EXERCISE DIRECTIONS:
Rewrite these lines, changing "instance" to "occurrence" wherever it appears and leaving everything else as it is.

::::::::::

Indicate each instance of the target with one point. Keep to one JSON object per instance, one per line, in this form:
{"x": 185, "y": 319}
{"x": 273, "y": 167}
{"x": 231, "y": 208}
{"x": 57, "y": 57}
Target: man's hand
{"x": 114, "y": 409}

::::::::::

CORRECT RESPONSE:
Indicate each occurrence of the target with one point. Keep to one JSON object per occurrence, one per line, in this form:
{"x": 185, "y": 319}
{"x": 273, "y": 167}
{"x": 231, "y": 208}
{"x": 57, "y": 57}
Target: man's hand
{"x": 114, "y": 409}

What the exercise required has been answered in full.